Phrase grounding data:
▶

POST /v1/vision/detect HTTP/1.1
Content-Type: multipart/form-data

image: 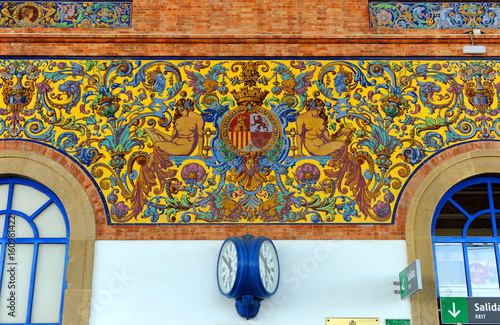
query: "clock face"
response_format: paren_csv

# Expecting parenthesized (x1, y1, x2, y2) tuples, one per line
(258, 240, 279, 294)
(217, 240, 238, 294)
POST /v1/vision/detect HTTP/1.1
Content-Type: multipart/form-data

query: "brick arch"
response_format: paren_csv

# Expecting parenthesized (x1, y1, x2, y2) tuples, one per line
(0, 140, 104, 325)
(396, 141, 500, 325)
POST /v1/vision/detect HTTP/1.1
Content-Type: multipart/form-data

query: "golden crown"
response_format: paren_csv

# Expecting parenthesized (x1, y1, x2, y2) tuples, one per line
(231, 87, 269, 106)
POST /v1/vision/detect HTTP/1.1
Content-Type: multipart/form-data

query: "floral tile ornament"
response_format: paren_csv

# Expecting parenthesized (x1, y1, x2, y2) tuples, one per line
(1, 58, 499, 225)
(0, 1, 131, 28)
(370, 2, 500, 29)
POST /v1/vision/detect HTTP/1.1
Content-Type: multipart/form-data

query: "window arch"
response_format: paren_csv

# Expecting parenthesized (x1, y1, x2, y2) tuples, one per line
(0, 177, 69, 324)
(433, 176, 500, 298)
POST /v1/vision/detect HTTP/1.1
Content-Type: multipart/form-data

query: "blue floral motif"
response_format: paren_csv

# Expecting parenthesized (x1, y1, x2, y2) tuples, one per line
(358, 124, 401, 155)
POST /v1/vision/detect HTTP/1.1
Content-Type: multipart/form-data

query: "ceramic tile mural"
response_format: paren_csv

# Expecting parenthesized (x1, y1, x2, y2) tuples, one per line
(370, 2, 500, 29)
(1, 58, 497, 225)
(0, 1, 131, 28)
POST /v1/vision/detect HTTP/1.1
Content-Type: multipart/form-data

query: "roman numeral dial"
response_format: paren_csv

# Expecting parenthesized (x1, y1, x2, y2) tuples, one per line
(217, 240, 238, 294)
(259, 240, 279, 294)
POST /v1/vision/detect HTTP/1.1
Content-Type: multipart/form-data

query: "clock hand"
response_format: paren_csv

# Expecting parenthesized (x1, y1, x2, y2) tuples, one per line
(222, 255, 229, 267)
(261, 252, 272, 272)
(222, 255, 232, 274)
(260, 252, 268, 274)
(260, 252, 268, 268)
(227, 256, 233, 274)
(260, 252, 273, 282)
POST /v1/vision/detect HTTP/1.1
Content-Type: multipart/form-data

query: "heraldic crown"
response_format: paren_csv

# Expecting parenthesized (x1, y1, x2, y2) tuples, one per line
(231, 87, 270, 106)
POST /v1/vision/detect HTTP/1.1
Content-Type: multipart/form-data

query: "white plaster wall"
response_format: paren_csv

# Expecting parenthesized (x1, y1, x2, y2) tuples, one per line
(89, 240, 411, 325)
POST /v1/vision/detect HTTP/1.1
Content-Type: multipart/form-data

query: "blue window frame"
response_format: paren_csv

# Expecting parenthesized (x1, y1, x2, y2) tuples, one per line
(0, 177, 69, 324)
(433, 176, 500, 298)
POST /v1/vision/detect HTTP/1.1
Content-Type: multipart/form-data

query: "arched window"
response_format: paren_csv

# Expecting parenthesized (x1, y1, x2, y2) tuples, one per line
(433, 176, 500, 298)
(0, 177, 69, 324)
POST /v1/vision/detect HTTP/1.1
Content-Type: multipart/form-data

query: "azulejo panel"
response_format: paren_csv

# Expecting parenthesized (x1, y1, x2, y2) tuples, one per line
(0, 59, 496, 225)
(370, 2, 500, 29)
(0, 1, 131, 28)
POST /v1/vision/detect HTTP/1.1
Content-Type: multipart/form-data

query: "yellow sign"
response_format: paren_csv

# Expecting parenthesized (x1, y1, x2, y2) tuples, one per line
(326, 318, 379, 325)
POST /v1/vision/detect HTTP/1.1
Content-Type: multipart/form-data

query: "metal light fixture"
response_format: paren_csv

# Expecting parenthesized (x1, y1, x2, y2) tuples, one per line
(463, 29, 486, 54)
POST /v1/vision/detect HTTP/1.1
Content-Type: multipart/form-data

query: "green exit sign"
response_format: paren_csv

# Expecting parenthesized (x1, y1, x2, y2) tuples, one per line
(399, 260, 422, 299)
(386, 319, 410, 325)
(440, 297, 500, 324)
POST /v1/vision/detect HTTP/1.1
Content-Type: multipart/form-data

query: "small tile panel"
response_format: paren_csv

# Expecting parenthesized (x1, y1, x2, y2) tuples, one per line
(370, 2, 500, 29)
(0, 1, 131, 28)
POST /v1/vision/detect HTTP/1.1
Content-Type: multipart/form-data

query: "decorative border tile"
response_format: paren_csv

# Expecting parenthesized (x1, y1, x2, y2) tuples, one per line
(369, 2, 500, 29)
(0, 1, 131, 28)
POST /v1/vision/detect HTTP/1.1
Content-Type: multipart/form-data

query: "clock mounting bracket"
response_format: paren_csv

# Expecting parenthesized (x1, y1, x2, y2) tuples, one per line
(235, 295, 262, 320)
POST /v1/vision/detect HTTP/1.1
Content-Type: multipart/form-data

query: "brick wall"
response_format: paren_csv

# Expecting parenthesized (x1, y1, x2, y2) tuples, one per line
(96, 222, 407, 240)
(1, 0, 498, 57)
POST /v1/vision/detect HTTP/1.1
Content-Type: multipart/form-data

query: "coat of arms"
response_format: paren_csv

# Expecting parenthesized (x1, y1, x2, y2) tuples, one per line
(221, 87, 280, 156)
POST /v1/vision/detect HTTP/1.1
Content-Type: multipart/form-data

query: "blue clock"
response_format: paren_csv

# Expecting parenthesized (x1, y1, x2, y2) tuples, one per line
(217, 236, 248, 298)
(249, 236, 280, 298)
(216, 234, 280, 319)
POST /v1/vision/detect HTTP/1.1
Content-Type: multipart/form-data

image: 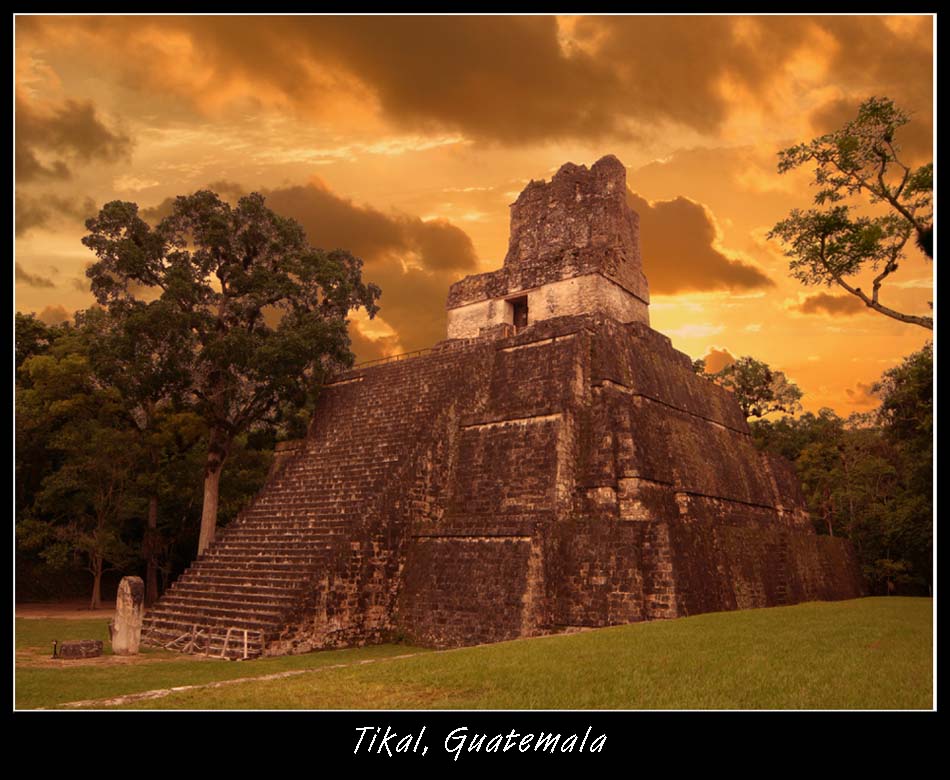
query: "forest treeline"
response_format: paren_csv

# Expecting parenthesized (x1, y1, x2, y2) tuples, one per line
(750, 343, 932, 595)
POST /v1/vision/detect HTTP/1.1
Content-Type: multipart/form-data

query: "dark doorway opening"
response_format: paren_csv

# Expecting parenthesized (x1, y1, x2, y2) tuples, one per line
(511, 296, 528, 329)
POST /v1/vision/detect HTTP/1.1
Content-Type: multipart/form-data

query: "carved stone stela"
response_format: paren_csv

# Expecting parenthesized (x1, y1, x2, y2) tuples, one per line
(111, 576, 145, 655)
(142, 156, 864, 659)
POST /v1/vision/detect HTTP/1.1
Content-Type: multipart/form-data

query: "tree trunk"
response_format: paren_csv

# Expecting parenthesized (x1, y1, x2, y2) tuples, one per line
(197, 428, 231, 556)
(145, 494, 160, 606)
(90, 555, 103, 610)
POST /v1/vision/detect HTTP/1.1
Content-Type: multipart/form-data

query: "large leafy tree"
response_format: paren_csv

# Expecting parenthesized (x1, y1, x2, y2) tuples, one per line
(769, 97, 933, 329)
(696, 355, 803, 419)
(82, 191, 380, 555)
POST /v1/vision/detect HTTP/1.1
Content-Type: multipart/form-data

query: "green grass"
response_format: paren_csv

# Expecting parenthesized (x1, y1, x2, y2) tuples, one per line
(15, 619, 426, 710)
(16, 597, 932, 710)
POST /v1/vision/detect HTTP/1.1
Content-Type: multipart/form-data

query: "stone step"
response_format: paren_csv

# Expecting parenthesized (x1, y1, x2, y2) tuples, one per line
(228, 517, 352, 527)
(203, 548, 334, 561)
(160, 587, 299, 607)
(165, 586, 301, 604)
(245, 496, 384, 508)
(186, 560, 319, 573)
(212, 536, 344, 547)
(195, 548, 328, 561)
(154, 596, 288, 620)
(225, 521, 348, 529)
(175, 573, 305, 593)
(145, 607, 282, 630)
(211, 533, 340, 543)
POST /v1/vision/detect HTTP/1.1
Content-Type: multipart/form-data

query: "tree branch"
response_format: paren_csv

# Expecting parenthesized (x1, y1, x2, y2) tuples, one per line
(822, 259, 932, 330)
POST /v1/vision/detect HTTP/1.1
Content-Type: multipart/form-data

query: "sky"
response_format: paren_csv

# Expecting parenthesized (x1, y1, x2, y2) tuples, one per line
(14, 14, 934, 416)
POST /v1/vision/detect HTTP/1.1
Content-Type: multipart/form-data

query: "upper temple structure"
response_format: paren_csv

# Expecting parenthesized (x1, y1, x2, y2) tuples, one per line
(446, 155, 650, 338)
(142, 155, 864, 659)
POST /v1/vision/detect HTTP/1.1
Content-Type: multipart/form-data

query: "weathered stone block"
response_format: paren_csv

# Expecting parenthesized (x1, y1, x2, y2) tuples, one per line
(57, 639, 103, 659)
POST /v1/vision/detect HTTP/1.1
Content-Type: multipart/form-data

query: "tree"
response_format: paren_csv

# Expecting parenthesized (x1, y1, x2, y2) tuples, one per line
(700, 355, 803, 419)
(874, 341, 933, 450)
(871, 342, 933, 592)
(16, 333, 140, 608)
(82, 191, 381, 555)
(15, 312, 67, 370)
(76, 303, 194, 604)
(769, 97, 933, 329)
(747, 345, 932, 595)
(750, 407, 845, 461)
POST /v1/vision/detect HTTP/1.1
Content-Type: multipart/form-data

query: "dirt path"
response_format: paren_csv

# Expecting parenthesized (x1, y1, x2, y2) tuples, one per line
(17, 601, 115, 620)
(53, 651, 427, 709)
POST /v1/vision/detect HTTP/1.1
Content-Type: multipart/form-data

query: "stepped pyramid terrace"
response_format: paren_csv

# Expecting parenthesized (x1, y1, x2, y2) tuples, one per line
(141, 155, 864, 660)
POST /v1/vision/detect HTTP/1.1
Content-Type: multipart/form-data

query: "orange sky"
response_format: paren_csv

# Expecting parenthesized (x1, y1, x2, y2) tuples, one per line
(14, 14, 934, 416)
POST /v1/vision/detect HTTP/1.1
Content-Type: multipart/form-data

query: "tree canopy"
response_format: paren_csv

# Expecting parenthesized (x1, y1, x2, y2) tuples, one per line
(82, 190, 381, 554)
(750, 342, 932, 595)
(696, 355, 803, 420)
(769, 97, 932, 329)
(16, 326, 140, 608)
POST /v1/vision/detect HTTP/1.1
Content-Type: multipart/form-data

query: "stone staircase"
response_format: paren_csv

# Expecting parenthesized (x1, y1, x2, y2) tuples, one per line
(141, 345, 476, 659)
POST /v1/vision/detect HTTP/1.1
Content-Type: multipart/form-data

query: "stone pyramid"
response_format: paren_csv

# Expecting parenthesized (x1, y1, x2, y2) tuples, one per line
(142, 155, 863, 659)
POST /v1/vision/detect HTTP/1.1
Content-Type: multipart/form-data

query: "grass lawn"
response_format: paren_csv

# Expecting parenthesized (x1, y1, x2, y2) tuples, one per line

◀

Copy every line above that holds the word "window".

query: "window arch"
query: "blue window frame"
query: "arched window"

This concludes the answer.